## What you need to do
Return each line below that contains the word "image".
⟨
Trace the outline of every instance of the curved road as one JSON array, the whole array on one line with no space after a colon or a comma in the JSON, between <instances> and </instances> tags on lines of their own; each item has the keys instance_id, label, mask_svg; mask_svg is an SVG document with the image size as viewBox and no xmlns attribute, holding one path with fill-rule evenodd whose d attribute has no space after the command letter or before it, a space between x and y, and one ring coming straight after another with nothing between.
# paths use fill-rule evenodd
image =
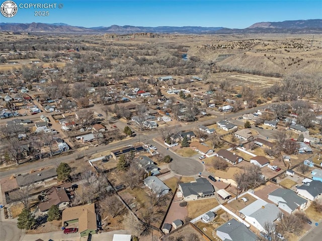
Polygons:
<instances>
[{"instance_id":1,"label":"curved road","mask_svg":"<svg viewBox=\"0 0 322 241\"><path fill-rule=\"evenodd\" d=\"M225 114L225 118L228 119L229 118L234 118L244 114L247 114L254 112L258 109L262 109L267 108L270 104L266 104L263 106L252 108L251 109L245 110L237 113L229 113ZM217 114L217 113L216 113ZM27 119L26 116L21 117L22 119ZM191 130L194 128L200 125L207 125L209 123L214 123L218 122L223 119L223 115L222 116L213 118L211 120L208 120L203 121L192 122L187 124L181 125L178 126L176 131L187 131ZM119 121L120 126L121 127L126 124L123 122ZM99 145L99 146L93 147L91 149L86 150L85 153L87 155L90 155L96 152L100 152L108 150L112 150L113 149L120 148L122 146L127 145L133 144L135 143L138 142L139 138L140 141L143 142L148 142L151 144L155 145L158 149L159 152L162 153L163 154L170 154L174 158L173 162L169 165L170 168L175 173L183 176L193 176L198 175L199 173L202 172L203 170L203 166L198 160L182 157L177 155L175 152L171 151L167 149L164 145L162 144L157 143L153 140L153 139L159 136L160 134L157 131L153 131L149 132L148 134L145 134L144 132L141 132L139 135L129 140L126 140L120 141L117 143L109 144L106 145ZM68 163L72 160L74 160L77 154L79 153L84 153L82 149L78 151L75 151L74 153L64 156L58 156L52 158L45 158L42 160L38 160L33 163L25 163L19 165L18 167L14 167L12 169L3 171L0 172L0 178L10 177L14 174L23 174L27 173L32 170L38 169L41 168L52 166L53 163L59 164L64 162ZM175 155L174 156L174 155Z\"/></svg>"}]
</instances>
⟩
## Finished answer
Trace the outline of every instance of the curved road as one JSON array, the whole array on one line with no space after a colon or a comma in the JSON, between <instances> and </instances> tags on lines of their own; each item has the keys instance_id, label, mask_svg; mask_svg is an SVG document with the image size as viewBox and no xmlns attribute, holding one path with fill-rule evenodd whose d attribute has no space after the command letter or before it, a space between x and y, and one ring coming straight after another with nothing between.
image =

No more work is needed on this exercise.